* Items listed in a dataset
Content starts
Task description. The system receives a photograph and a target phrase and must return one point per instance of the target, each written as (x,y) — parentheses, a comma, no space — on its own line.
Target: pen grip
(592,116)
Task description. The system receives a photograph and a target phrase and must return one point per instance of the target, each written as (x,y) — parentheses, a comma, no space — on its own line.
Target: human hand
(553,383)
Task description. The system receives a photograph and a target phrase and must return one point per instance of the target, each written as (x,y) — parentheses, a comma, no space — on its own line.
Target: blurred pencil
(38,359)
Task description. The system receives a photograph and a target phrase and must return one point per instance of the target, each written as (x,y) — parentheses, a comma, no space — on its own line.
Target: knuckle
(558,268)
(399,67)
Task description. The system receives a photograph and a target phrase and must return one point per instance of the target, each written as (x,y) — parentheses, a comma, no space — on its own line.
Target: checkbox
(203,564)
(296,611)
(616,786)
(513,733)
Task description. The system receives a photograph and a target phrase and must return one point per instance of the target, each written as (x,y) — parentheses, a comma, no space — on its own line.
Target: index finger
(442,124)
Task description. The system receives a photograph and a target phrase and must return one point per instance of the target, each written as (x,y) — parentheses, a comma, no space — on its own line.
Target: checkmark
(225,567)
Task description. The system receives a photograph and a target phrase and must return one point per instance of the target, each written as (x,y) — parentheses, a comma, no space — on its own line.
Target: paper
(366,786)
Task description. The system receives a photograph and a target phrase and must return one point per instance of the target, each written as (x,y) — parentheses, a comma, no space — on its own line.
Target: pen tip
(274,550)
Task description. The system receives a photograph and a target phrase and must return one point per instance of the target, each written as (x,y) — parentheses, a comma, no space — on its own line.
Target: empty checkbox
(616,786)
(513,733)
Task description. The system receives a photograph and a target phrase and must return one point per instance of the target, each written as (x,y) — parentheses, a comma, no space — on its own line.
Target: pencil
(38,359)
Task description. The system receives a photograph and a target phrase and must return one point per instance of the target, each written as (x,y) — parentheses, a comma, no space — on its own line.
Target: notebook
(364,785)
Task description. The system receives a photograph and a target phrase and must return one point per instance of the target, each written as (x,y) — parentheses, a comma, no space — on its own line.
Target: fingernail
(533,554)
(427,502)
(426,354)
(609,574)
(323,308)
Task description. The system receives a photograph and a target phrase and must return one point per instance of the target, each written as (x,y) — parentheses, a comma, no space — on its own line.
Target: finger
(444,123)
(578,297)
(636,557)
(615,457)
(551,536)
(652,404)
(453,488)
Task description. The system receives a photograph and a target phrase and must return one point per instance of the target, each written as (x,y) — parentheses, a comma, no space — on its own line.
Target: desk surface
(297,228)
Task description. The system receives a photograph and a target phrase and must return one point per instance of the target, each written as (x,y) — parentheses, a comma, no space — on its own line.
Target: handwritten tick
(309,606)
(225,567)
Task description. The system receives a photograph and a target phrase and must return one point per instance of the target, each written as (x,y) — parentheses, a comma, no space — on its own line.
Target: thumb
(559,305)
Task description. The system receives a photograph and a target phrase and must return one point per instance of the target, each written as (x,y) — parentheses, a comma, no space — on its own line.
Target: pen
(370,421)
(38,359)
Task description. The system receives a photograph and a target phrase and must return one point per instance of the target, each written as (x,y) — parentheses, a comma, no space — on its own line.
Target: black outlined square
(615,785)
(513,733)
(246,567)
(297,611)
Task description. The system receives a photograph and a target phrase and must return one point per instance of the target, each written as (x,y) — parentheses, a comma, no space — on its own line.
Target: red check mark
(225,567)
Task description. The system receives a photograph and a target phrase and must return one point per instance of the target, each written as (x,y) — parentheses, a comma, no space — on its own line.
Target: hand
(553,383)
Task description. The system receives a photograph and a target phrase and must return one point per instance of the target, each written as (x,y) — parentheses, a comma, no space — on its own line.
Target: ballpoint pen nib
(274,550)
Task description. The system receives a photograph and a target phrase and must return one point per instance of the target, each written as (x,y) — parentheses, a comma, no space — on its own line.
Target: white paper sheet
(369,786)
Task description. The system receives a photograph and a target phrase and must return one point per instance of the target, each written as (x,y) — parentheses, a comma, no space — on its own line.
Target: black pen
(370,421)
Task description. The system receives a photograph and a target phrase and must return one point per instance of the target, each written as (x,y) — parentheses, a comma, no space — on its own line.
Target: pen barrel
Content ends
* WHAT YOU SHOULD DO
The full set of records must be output again exactly.

* RESPONSE
Task description. The system receives a photograph and a target phrase and must return one point per instance of the target, each written as (x,y) — parentheses, a comma, no space — on its own line.
Target: pen grip
(592,116)
Task description. The system receives a photograph and a target phrase and must return one point per instance of the target, each written as (x,y) — parentheses, a comma, no space — on its own line.
Target: human hand
(553,383)
Task description. The system receives a photograph and a target phrase and must return one point per instance of the target, each written as (x,y) — parentheses, a comma, no space — on its own line.
Target: blurred pencil
(38,359)
Task description. The system receives a photograph and a target phrase and must return one point per instance of the target, each written as (x,y) — parentheses, a comma, no space — on its own line.
Target: knuckle
(558,268)
(399,67)
Task description. The system receives a photograph and a target phrase and must return one point per instance of the target, each written as (x,y) — parentheses, a comma, no space — on its own line.
Target: checkbox
(203,564)
(296,611)
(616,786)
(513,733)
Task description. The system receives a photograph and a target phrase and must return one point per instance of the target, each written as (x,y) — parentheses, a comma, no space — on its own line.
Target: index finger
(442,124)
Task description. The system receives a photograph and a target phrase and must return one point per instance of the target, each written as (x,y) — parentheses, a comma, no space — on its own line.
Target: checkmark
(225,567)
Task description. The system receives a photograph and a target phrase and must return one point per instance of the target, each written as (x,y) — parentheses, a comma, no space — on its own line.
Target: paper
(366,786)
Task description. The system receives a photograph and a target phrase and must return one point per instance of the target, each written as (x,y) — parentheses, a comma, no space — on its own line.
Target: pen tip
(274,550)
Task description. The system receives a photograph and a target phrase and must return one point per instance of the target, each written as (x,y) — parentheses, a comma, no space — on its own line.
Target: empty checkbox
(616,786)
(513,733)
Task description. The system receives a photograph and a target phrase and must return one point per instance of the target, each written as (x,y) — parentheses, a comma, no space — on its own line.
Target: pencil
(38,359)
Task description. The system receives a photograph and a target phrase and must return one point per instance of the target, each written as (x,y) — parentheses, a comma, no space — on its own line.
Target: notebook
(364,785)
Task description. The system receives a photograph and a target phrase and must return one point per instance of the target, each written as (x,y) — parentheses, a comma, no space — on its own line.
Target: fingernail
(533,554)
(427,502)
(426,354)
(609,574)
(323,308)
Task description. The system receives a photograph and a target phrase and must return one point per instance of the target, each written as (x,y) — parentheses, a comma, no space — on its own line.
Target: finger
(444,123)
(578,297)
(636,557)
(615,457)
(551,536)
(652,404)
(453,488)
Task description. The system receives a photograph and a target phrase and must return one point per instance of the target, each written as (x,y) — parentheses, a comma, no space — on its own line.
Target: desk surface
(297,228)
Task description. The system receives a photograph and a target phrase and must return one point per instance of the target, each written as (x,y) — parentheses, a comma, no space — on its own line.
Target: handwritten tick
(309,606)
(225,567)
Task description. The system receives a photograph and a target phrase and must return one point per instance of the target, each written as (x,y) — parentheses, a comma, no space — on its own line.
Target: thumb
(559,305)
Task description. The system receives a photograph and a target phrase and must return one point per instance of the target, each written as (x,y) — parentheses, a comma, no space — on its own line.
Target: pen
(370,421)
(38,359)
Task description. The system receives a photograph and a target phrase and must return one point per instance of the target, each written as (x,y) — parentheses, a comma, no space — on its own line.
Target: black outlined square
(615,785)
(513,733)
(246,567)
(297,611)
Task description. The system receives a photograph and a target phrase and must return one point per instance of the target, each written as (x,y) — parentheses, a comma, no space — on its own line.
Target: red check mark
(225,567)
Task description. The system receives a photograph and a target phrase and must return one point per instance of the target, each written as (x,y) — parentheses, a comma, no space — on its own line.
Target: hand
(553,383)
Task description. The system receives a photograph and a target phrase and must return one point per instance of the target, each written as (x,y) — parentheses, a comma, no space — on its own line.
Target: ballpoint pen nib
(274,550)
Task description. The system receives a photograph and a target phrase and must return one point per instance of the target, each written as (x,y) — parentheses, a comma, no space — on its own line.
Target: white paper sheet
(369,786)
Task description. The system receives a photograph and a target phrase and must return one point per instance of the target, each written as (x,y) — parentheses, a comma, no space — on its own line.
Target: black pen
(370,421)
Task description. The system receives a photograph and a target phrase and must return one point per instance of the target, each written as (x,y) — parentheses, a comma, no space — on its own line.
Target: pen barrel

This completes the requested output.